Start of Block
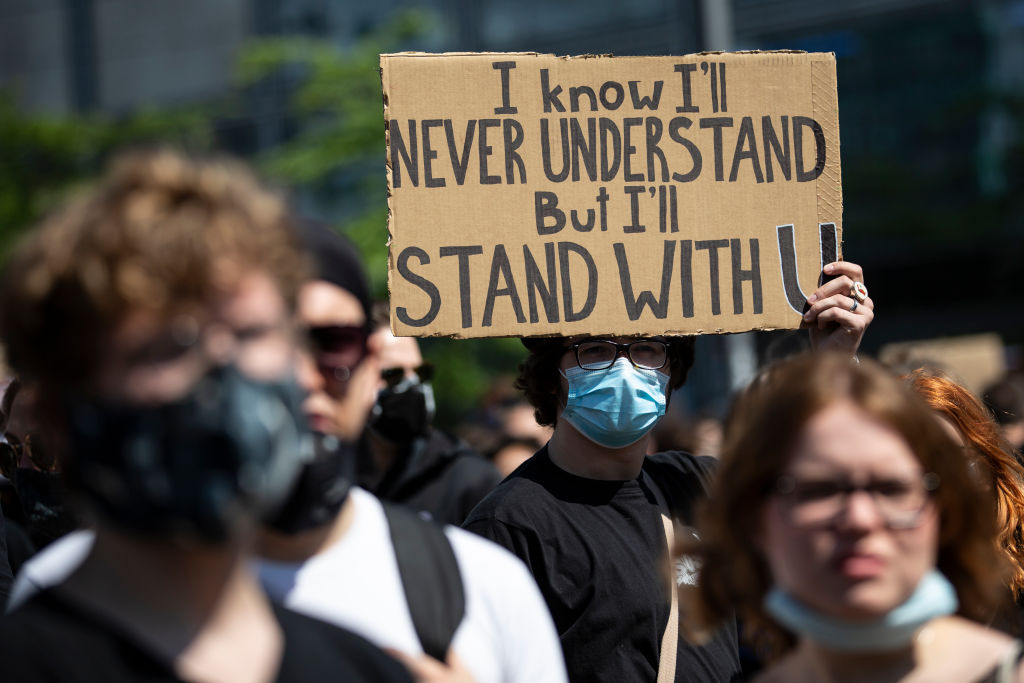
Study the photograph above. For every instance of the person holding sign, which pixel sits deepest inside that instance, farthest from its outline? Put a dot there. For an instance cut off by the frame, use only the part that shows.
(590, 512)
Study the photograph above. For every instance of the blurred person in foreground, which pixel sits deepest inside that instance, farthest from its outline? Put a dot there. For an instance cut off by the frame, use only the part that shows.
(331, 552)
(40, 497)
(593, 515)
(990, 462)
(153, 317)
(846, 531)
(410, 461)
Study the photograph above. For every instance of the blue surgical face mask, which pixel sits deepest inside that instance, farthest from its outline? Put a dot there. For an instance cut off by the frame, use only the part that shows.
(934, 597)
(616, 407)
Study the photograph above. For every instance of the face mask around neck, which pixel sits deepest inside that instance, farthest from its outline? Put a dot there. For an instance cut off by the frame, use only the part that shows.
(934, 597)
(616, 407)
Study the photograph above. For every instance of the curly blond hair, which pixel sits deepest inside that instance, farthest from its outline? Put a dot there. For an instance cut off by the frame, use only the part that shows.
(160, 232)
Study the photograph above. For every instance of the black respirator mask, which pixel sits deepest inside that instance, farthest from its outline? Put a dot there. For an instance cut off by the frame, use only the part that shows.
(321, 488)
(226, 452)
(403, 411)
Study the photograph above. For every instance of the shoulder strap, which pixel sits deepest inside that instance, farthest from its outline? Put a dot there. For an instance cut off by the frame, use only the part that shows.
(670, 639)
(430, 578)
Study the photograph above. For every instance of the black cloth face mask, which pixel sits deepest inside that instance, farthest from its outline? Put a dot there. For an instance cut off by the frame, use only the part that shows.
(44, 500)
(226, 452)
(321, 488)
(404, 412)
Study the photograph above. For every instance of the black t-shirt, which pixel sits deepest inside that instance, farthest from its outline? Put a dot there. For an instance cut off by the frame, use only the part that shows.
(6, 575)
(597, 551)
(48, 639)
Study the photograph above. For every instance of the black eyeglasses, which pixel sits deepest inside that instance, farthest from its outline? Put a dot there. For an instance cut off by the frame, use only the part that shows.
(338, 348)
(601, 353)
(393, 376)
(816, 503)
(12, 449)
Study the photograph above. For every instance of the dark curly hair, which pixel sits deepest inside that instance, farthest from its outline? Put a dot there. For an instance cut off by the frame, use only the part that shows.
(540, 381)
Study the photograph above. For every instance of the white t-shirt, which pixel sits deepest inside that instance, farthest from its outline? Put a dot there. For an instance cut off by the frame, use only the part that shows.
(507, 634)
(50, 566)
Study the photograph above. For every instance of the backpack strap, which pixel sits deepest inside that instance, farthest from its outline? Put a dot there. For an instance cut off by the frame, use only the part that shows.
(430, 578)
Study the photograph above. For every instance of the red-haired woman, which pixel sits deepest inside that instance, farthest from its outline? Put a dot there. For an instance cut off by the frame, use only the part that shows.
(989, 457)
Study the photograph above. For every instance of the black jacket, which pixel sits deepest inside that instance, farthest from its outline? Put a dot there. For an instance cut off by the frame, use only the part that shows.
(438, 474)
End of Block
PROBLEM DESCRIPTION
Restate every line above exactly, omitting images.

SOLVED EXERCISE
Study the photograph above. For every instance of the person holding sign, which pixel sits deepest inside that instance, farthest from its outline? Put a dot there. For an instance cut off by the frame, use only the part that shows.
(590, 512)
Study the photograph above. For every instance of the blurred person in foreground, which pixel sits deepest inside that instance, farthest from its outline? Put a dot there. For an instance cut off by the frame, use only the part that shows.
(331, 552)
(40, 497)
(593, 515)
(990, 462)
(153, 317)
(846, 531)
(410, 461)
Study the photograph above. For every instance of the blue surgical face mask, which pixel sits deepest inside that instance, farthest from its outline? Put a dot there. For an instance cut off by the frame, use only the part that shows.
(934, 597)
(616, 407)
Study the photograph above. For every instance of the face mask around neck, which pixel sits deepest inside that instance, farthest from its outline? Put a dot there. For an instance cut off by the frame, use only the part that shows.
(934, 597)
(616, 407)
Study the photograph above. For every instance of the curly blond hair, which pixel sits deepest inside that instance, farthest from its outline? Put a dot there. For an instance cut off by the frame, use only the part that shows.
(160, 232)
Study the photograph above. For every instance of the black respirator mask, which pixel sits deepest inside that instance, farthest from its outline? Put a dot there. For an instance cut off by the frame, use only the part that shows.
(321, 488)
(226, 452)
(403, 411)
Study the photograph above. For every instance of the shoulder strap, which pixel sits deepest inside that instance, farthest from its outline? Put a dot there. For an instance cut off by the frame, use only the part that shows.
(670, 639)
(430, 578)
Study the photograph above. For every instance of the black cloth face mask, which pixel sits deepest inside that instance, farthest from its outline? Put a dot there. For an instance cut off by the frame, use only the part that shows.
(44, 500)
(226, 452)
(321, 488)
(404, 412)
Study the photograph above. For every instance of the black t-shirt, which pixel sits deepest inside that instance, farthest from its outline? Put a dot there. For an instance cut off by the frame, use only the part that shows.
(6, 575)
(597, 551)
(48, 639)
Study the photograph above. For every instance of the black eyeglasses, which pixel sits deepest inside that instance, farthest from its outline? Put a dot there. For an instance cut off by the frame, use only the part that shows.
(338, 348)
(601, 353)
(393, 376)
(816, 503)
(12, 449)
Study the photograph above. For every instance of the dark curly hair, which pixel sits deepest inside that instance, farthest from its outline? Put a dot there. For an instance cut off by the frame, use only the part that shows.
(540, 381)
Study the photograph above. For every instance of the white t-shirt, which pixel sits deepest inside that instance, farthest from its outline? Put a dot there. For an instance cut off by the frame, use only the part that shows.
(507, 634)
(50, 566)
Study the photograph above. For every instance of the backpack strap, which pixel sits deepest inside that instance, farthest from its outline? Put a dot there. For an instance cut off by the frame, use only the part that shows.
(430, 578)
Study the photograph above. For every instance of the red-haired woman, which pixel sits deepest inside that instance, farthest from its outline? Put a dot there. For an instance cut off by the frame, use only the part that shows.
(989, 457)
Study the photograph above. For every instance of the black jacket, which pixel sits deepest inside that instance, farthest from its outline? Put a dot there. For an instance cut off by the frame, use only the part that shows.
(438, 474)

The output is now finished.